* **WHAT THIS EXERCISE ASKS**
[1] Please translate this sentence from the balanced realization documentation into Spanish: "This function may be less computationally efficient than the balreal Matlab implementation and does not offer the option to bound the realisation in frequency and time."
[2] Pick up the balanced realization documentation after its final sentence and keep writing it.

* **TEXT SEGMENT**
## begin

Direct¶

class sharpy.rom.balanced.Direct[source]¶

Find balanced realisation of continuous (DLTI = False) and discrete (DLTI = True) time of LTI systems using scipy libraries.

The function proceeds to achieve balanced realisation of the state-space system by first solving the Lyapunov equations. They are solved using Barlets-Stewart algorithm for Sylvester equation, which is based on A matrix Schur decomposition.

\[\begin{split}\mathbf{A\,W_c + W_c\,A^T + B\,B^T} &= 0 \\ \mathbf{A^T\,W_o + W_o\,A + C^T\,C} &= 0\end{split}\]

to obtain the reachability and observability gramians, which are positive definite matrices.

Then, the gramians are decomposed into their Cholesky factors such that:

\[\begin{split}\mathbf{W_c} &= \mathbf{Q_c\,Q_c^T} \\ \mathbf{W_o} &= \mathbf{Q_o\,Q_o^T}\end{split}\]

A singular value decomposition (SVD) of the product of the Cholesky factors is performed

\[(\mathbf{Q_o^T\,Q_c}) = \mathbf{U\,\Sigma\,V^*}\]

The singular values are then used to build the transformation matrix \(\mathbf{T}\)

\[\begin{split}\mathbf{T} &= \mathbf{Q_c\,V\,\Sigma}^{-1/2} \\ \mathbf{T}^{-1} &= \mathbf{\Sigma}^{-1/2}\,\mathbf{U^T\,Q_o^T}\end{split}\]

The balanced system is therefore of the form:

\[\begin{split}\mathbf{A_b} &= \mathbf{T^{-1}\,A\,T} \\ \mathbf{B_b} &= \mathbf{T^{-1}\,B} \\ \mathbf{C_b} &= \mathbf{C\,T} \\ \mathbf{D_b} &= \mathbf{D}\end{split}\]

Warning

This function may be less computationally efficient than the balreal Matlab implementation and does not offer the option to bound the realisation in frequency and time.

Notes

Lyapunov equations are solved using Barlets-Stewart algorithm for Sylvester equation, which is based on A matrix Schur decomposition.
Notation above is consistent with Gawronski [2].

## end

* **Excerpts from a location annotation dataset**
## begin

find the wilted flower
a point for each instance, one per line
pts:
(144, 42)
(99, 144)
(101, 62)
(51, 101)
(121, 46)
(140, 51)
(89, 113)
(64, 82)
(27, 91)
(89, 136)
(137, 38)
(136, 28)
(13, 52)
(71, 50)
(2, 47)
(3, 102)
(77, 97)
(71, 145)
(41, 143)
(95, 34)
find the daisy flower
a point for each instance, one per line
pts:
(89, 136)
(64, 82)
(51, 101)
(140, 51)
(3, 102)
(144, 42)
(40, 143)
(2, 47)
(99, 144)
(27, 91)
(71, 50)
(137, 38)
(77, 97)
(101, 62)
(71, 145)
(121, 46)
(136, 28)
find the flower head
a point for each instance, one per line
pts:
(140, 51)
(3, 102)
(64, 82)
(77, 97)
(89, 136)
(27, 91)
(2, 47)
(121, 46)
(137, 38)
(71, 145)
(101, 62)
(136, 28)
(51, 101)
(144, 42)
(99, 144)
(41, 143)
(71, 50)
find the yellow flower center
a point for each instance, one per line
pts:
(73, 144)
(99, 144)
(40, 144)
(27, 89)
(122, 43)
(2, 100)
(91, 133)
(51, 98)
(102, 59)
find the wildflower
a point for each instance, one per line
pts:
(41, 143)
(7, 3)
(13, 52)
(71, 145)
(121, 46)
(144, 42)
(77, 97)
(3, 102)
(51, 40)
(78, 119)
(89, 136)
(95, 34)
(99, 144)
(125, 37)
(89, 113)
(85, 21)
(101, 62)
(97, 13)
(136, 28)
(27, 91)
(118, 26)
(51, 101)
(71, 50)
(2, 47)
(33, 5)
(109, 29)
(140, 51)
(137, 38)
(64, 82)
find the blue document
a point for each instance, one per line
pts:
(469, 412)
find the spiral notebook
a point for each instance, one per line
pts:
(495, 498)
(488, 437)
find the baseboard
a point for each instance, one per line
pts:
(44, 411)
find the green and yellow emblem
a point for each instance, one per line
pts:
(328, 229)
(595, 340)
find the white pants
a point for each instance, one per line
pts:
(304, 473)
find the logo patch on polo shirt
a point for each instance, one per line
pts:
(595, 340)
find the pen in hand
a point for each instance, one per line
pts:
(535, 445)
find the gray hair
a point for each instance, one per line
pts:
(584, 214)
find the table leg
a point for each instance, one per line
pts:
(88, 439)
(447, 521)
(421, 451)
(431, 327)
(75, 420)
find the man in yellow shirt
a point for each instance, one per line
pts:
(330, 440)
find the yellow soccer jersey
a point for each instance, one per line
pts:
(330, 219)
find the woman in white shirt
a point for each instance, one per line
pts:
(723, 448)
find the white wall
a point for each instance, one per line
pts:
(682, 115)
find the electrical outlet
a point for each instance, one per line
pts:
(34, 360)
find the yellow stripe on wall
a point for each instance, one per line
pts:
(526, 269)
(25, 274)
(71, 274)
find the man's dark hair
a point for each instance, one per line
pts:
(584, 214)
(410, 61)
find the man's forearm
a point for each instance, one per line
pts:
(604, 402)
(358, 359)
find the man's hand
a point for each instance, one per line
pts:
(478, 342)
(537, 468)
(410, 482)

## end

* **ANSWERS BY TASK**
[1] Esta función puede ser menos eficiente computacionalmente que la implementación balreal de Matlab y no ofrece la opción de acotar la realización en frecuencia y tiempo.

[2]
Parameters:

A (np.ndarray) – Plant Matrix
B (np.ndarray) – Input Matrix
C (np.ndarray) – Output Matrix
DLTI (bool) – Discrete time state-space flag
Schur (bool) – Use Schur decomposition to solve the Lyapunov equations

Returns:

Tuple of the form (S, T, Tinv) containing:

Singular values in diagonal matrix (S)
Transformation matrix (T).
Inverse transformation matrix(Tinv).

Return type:

tuple of np.ndarrays

References

[1] Anthoulas, A.C.. Approximation of Large Scale Dynamical Systems. Chapter 7. Advances in Design and Control. SIAM. 2005.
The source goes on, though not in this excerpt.